The task: Reproduce the text on anonymised data and privacy, starting with "So, making data" and going on through "2019 study found.". Swap "valuable tool" for "useful tool".

Spotify, one of the streaming giants mentioned in the study, anonymises its users’ personal data if they request it.
‘Streaming agents can cross data (with Google, Facebook) and this way achieve de-anonimisation,’ said Dr Hirschprung.
‘This technique has been widely demonstrated and used in other domains; thus, our claim that music selections are quasi identifiers is revolutionary.’
MailOnline has contacted Apple, Spotify and Google, which owns YouTube, for comment regarding the study.
ANONYMISING DATA ‘NOT ENOUGH TO PROTECT PRIVACY’
The UK General Data Protection Regulation (GDPR) does not apply to personal data that has been anonymised.
Under GDPR rules, organisations can only sell personal data by ‘anonymising’ it.
This means the principles of data protection ‘should therefore not apply to anonymous information’, according to recital 26 of the regulation.
So, making data anonymous is a valuable tool that allows data to be shared.
Data privacy laws requiring the anoymisation of a person’s data are failing to stop people being identified, a 2019 study found.
Companies now often sell anonymised data to third parties for a variety of uses, including for analytics and reviewing audience participation.
That is done by stripping the data of identifying characteristics like names and email addresses, so that individuals cannot, in theory, be identified.
After this process, the data’s no longer subject to data protection regulations, so it can be freely used and sold.
But researchers from Imperial College London and the University of Louvain in Belgium showed machine-learning could be used to reverse this process.

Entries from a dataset
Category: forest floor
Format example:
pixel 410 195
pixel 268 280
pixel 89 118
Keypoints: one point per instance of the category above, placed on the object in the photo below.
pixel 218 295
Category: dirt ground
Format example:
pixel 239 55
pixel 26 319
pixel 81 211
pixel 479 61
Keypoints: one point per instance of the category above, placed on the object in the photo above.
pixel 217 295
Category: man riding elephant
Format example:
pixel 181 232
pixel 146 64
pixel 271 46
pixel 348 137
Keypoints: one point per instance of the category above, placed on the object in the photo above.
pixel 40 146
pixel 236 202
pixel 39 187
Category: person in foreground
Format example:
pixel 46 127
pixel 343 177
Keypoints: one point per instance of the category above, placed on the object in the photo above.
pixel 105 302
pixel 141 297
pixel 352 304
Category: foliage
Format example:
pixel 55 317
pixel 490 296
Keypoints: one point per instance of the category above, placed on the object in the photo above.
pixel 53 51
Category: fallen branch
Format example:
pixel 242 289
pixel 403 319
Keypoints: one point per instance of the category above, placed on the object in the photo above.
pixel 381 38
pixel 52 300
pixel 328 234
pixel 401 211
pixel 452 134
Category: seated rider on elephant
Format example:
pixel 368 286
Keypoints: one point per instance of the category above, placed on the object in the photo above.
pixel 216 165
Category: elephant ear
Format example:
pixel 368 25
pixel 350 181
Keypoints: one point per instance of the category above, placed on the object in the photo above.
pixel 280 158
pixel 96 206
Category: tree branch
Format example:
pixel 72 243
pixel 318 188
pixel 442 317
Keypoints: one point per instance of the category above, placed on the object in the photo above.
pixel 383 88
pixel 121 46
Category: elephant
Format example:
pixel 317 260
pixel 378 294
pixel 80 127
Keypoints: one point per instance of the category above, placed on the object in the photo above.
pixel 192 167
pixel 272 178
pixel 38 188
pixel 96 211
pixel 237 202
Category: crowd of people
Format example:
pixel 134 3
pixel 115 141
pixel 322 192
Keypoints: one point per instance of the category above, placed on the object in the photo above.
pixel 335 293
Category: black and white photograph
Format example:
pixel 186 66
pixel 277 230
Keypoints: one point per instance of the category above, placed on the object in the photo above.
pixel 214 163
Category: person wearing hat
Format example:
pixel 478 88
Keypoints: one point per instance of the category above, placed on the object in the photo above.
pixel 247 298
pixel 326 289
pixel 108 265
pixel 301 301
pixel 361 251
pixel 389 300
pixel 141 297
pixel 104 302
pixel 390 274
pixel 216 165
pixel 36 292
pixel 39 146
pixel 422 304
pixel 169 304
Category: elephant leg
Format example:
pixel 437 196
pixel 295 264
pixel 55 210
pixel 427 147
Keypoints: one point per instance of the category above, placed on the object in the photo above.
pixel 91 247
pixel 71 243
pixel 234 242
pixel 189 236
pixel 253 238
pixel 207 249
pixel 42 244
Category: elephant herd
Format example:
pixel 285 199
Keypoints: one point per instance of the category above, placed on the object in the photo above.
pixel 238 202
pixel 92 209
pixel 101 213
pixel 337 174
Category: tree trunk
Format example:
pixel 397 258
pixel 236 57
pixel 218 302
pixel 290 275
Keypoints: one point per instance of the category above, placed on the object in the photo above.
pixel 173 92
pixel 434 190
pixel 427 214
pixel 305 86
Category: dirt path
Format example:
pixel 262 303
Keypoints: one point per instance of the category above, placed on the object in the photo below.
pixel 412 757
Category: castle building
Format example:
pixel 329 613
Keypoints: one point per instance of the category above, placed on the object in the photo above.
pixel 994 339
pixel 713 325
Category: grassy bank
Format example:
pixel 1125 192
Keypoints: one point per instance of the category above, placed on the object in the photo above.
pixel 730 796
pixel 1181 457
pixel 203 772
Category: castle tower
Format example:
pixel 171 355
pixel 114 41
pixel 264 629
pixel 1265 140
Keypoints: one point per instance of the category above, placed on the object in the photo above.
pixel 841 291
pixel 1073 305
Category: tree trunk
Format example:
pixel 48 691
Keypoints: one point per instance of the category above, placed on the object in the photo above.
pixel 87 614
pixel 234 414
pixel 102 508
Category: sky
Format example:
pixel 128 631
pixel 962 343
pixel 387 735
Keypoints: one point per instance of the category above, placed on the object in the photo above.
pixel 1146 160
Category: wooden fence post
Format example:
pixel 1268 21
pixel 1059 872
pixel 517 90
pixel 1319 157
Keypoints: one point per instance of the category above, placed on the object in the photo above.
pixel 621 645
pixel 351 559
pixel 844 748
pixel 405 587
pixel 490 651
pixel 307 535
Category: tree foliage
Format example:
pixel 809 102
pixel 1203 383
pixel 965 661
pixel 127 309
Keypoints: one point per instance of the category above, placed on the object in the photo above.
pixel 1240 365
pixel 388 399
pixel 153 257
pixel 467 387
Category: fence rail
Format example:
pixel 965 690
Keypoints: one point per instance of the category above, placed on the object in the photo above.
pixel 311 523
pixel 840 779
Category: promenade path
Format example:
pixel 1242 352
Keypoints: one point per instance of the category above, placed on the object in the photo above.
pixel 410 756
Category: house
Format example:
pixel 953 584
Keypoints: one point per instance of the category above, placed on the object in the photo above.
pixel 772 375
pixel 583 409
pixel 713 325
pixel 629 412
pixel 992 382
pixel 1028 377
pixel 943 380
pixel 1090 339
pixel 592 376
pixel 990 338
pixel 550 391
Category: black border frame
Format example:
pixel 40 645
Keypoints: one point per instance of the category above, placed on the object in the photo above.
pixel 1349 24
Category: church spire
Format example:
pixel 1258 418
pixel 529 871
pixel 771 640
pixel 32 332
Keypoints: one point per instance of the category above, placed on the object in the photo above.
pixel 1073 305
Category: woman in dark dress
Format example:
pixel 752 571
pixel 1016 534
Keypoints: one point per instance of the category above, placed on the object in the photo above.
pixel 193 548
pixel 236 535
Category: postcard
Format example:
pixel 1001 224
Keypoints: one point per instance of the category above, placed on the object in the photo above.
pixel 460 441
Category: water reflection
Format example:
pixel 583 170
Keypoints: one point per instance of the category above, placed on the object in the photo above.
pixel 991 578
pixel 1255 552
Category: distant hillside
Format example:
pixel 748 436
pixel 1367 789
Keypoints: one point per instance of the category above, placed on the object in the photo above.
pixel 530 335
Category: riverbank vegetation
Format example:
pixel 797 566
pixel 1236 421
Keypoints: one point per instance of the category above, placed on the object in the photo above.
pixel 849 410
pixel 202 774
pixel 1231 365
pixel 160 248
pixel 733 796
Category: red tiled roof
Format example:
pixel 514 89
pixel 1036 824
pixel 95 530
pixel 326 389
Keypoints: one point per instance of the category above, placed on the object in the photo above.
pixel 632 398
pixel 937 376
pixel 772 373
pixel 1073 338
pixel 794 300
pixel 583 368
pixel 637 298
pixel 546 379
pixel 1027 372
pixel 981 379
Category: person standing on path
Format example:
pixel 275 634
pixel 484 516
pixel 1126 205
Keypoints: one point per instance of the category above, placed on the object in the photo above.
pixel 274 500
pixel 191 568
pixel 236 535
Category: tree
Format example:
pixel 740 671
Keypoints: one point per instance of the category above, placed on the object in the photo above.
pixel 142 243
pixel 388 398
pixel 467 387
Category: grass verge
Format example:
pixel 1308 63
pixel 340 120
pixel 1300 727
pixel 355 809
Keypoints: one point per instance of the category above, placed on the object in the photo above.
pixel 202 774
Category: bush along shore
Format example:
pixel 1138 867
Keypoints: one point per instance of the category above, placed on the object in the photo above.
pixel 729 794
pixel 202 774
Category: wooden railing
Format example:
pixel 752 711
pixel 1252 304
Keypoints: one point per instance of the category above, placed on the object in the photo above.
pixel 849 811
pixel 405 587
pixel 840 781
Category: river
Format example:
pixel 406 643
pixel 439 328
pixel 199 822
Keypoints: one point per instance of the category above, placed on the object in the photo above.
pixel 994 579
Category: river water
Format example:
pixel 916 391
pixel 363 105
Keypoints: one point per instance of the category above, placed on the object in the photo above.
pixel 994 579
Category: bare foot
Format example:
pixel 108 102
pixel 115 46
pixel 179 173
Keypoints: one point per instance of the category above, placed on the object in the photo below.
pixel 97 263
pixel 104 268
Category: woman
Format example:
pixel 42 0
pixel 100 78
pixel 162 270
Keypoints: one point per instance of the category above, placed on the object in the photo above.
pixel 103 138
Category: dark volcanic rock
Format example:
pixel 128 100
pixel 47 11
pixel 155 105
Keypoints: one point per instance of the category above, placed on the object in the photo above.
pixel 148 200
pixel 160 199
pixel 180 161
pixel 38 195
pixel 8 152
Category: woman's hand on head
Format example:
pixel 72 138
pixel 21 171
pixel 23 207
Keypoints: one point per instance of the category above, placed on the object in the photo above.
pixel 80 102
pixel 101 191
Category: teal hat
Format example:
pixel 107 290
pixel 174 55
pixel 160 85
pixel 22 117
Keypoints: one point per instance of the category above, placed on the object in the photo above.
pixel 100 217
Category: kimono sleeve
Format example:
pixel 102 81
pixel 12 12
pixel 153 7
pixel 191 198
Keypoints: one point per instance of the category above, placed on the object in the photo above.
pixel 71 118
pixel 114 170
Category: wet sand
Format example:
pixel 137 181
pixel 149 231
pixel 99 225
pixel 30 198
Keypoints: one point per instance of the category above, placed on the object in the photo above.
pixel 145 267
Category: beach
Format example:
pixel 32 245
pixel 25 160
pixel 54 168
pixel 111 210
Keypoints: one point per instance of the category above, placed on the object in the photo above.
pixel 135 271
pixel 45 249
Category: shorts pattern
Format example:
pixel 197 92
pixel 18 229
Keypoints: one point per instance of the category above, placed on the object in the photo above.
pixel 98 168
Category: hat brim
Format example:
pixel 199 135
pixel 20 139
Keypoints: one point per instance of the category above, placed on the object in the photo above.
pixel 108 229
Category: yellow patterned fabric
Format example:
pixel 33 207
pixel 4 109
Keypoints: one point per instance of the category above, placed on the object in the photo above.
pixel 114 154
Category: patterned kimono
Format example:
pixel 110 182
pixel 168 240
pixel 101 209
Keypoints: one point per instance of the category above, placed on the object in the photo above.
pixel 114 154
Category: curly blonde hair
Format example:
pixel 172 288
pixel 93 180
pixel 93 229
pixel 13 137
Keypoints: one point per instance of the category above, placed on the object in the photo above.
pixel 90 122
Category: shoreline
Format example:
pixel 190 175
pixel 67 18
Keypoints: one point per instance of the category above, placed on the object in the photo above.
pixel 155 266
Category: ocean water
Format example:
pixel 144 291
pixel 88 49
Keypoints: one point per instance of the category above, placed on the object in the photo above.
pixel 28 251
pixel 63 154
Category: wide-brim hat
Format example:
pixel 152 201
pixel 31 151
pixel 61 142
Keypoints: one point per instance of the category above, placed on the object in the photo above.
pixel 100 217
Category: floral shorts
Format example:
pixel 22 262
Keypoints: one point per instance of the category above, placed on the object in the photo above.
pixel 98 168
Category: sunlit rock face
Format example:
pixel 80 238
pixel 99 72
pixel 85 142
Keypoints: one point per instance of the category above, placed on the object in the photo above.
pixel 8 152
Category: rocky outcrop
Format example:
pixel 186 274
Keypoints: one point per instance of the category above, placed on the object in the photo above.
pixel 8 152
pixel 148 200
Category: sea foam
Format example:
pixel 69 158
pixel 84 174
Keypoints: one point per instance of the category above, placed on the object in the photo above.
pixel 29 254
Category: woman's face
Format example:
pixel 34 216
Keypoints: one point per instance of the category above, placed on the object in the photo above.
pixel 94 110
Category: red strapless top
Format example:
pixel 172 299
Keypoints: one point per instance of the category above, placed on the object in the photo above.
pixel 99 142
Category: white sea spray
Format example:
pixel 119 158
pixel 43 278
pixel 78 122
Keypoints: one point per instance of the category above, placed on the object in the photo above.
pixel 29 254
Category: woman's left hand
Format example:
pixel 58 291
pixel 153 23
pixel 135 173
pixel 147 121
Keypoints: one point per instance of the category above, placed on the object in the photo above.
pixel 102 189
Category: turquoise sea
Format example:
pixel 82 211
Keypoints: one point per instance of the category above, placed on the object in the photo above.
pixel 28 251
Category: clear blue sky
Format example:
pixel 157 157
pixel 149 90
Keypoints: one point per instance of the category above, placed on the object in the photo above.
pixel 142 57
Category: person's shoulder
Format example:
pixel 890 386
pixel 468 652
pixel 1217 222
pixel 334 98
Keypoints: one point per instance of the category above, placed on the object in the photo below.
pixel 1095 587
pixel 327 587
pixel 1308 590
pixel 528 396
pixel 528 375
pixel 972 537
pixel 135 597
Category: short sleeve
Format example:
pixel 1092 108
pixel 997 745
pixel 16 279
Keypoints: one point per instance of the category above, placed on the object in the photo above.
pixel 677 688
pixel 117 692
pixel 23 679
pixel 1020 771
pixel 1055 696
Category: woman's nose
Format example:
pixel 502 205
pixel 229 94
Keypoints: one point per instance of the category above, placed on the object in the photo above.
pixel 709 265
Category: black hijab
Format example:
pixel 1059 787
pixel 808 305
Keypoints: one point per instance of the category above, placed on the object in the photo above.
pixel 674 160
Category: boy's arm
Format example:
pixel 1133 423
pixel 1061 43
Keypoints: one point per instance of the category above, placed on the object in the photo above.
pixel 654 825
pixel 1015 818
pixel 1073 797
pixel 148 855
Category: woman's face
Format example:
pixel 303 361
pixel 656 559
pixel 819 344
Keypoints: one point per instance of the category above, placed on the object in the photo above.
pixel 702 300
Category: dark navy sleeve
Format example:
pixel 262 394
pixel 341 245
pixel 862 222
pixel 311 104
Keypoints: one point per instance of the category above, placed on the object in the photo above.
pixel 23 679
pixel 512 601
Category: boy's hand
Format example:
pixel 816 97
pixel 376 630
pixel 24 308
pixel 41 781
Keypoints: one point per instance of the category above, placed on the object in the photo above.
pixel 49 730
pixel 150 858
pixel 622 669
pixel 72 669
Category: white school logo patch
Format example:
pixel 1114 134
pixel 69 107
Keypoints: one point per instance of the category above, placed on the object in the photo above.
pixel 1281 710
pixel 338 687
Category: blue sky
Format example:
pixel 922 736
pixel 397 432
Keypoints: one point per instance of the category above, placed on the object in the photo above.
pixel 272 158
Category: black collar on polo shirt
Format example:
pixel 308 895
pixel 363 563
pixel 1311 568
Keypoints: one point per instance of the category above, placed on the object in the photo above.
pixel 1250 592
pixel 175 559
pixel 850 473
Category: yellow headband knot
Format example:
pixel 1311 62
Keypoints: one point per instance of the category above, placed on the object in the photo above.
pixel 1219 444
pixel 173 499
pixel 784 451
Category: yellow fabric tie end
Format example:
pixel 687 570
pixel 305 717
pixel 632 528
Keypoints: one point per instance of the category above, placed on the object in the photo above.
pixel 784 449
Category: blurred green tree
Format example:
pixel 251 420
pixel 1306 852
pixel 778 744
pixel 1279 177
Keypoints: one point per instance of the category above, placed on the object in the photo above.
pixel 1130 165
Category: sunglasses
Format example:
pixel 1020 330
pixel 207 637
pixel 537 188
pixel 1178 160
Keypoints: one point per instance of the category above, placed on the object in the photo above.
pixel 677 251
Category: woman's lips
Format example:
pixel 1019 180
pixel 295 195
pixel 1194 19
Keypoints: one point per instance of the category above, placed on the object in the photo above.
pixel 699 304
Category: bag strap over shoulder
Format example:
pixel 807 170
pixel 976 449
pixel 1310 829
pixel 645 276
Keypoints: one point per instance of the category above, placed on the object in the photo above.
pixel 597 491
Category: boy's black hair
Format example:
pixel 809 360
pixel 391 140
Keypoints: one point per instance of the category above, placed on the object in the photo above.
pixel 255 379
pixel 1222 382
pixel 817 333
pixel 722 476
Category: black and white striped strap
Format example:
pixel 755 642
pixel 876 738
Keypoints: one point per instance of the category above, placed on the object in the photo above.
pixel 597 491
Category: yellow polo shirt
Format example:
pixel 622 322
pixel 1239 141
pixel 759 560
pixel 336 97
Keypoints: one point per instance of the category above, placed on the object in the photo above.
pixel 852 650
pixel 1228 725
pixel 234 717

Answer to this task:
So, making data anonymous is a useful tool that allows data to be shared.
Data privacy laws requiring the anoymisation of a person’s data are failing to stop people being identified, a 2019 study found.